▼▼▼
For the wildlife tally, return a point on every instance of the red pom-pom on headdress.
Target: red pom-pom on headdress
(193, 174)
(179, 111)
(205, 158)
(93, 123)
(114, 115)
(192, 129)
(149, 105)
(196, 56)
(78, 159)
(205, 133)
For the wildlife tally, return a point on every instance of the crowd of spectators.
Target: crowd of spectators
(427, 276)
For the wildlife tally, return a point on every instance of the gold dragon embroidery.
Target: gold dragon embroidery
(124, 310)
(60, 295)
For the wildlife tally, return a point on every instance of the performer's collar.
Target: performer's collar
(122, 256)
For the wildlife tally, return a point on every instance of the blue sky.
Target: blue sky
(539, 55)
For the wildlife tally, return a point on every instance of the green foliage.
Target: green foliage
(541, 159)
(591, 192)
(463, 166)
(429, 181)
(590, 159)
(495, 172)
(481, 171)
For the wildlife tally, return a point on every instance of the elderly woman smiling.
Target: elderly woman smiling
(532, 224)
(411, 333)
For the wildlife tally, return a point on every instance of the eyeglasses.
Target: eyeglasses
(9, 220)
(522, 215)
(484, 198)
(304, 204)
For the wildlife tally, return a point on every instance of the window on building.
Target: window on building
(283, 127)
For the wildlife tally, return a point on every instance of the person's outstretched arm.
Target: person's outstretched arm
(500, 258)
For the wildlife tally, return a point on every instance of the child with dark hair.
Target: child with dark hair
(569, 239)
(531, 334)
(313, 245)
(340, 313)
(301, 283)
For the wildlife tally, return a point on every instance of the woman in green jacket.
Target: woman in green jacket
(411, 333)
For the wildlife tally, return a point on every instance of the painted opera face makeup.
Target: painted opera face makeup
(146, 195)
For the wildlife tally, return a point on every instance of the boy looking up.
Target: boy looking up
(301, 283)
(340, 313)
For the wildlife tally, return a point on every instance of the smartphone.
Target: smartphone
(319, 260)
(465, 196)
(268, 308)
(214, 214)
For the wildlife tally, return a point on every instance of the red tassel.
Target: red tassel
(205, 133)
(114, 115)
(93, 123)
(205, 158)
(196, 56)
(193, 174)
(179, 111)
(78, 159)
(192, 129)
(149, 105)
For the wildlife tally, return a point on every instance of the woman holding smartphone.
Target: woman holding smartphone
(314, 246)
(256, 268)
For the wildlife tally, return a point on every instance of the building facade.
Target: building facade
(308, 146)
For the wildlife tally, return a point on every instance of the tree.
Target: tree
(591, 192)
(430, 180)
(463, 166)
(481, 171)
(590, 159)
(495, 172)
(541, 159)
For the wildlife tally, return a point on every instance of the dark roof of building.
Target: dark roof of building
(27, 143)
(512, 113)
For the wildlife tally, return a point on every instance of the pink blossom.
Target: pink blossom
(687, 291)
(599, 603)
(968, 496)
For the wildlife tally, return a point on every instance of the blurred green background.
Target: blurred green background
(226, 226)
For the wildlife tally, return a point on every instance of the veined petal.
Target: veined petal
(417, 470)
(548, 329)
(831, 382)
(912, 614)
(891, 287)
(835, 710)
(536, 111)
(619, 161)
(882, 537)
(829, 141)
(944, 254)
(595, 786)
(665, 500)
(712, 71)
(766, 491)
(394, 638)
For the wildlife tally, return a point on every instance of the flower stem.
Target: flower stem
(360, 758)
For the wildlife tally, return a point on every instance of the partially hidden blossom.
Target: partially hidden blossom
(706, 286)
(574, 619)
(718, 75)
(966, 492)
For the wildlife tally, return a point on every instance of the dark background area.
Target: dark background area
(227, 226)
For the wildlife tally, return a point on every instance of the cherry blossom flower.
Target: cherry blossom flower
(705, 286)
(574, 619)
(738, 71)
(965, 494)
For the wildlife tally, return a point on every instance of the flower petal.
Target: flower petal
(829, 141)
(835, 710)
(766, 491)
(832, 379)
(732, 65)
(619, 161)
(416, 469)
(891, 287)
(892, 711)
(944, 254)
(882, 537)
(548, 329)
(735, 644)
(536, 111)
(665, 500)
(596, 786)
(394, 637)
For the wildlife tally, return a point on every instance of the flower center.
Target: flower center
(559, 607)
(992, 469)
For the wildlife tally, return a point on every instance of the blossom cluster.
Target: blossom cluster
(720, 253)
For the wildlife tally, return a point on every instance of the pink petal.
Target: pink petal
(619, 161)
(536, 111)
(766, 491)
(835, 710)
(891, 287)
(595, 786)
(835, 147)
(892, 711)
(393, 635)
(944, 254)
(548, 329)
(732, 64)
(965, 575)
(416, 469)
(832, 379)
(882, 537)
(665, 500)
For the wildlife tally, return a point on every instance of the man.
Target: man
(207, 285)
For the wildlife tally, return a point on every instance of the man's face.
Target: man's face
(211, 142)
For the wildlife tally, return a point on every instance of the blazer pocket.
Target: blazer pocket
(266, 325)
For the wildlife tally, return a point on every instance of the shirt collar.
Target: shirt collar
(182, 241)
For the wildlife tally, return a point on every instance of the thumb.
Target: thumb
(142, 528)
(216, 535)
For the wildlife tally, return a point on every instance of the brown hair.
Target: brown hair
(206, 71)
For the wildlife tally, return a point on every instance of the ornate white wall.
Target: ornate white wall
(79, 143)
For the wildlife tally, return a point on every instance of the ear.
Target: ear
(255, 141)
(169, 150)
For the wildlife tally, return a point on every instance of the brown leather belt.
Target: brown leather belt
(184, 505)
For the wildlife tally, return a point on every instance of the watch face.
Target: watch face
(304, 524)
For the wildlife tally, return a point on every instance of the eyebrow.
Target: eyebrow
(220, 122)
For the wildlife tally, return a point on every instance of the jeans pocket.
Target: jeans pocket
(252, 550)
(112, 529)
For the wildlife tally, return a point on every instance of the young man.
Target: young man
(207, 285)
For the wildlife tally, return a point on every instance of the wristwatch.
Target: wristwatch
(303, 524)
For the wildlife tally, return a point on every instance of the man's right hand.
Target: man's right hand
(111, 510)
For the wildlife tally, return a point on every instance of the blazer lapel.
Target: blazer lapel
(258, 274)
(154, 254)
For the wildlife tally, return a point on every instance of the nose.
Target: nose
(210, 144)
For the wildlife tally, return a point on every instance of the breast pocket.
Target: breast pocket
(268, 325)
▲▲▲
Work to be completed: Taking the entries above, restate exactly those lines that fall between the line with "woman holding smartphone." and the line with "the veined petal.", keeping both of those lines too.

Reply to the task:
For the wildlife tally, return a point on every instance of the woman holding smartphone.
Target: woman holding smartphone
(314, 246)
(256, 268)
For the wildlife tally, return a point on every instance of the building facade.
Target: building facade
(308, 146)
For the wildlife tally, return a point on every instance of the tree.
Target: tree
(591, 192)
(430, 180)
(463, 166)
(481, 171)
(590, 159)
(495, 172)
(541, 159)
For the wildlife tally, return a point on every instance of the dark roof of building.
Target: dark roof of building
(27, 143)
(512, 113)
For the wildlife tally, return a point on every instance of the pink blossom.
Target: pink blossom
(687, 291)
(599, 603)
(968, 496)
For the wildlife tally, return a point on every instance of the blurred green background.
Target: blurred green background
(226, 226)
For the wildlife tally, return a point on every instance of the veined petal.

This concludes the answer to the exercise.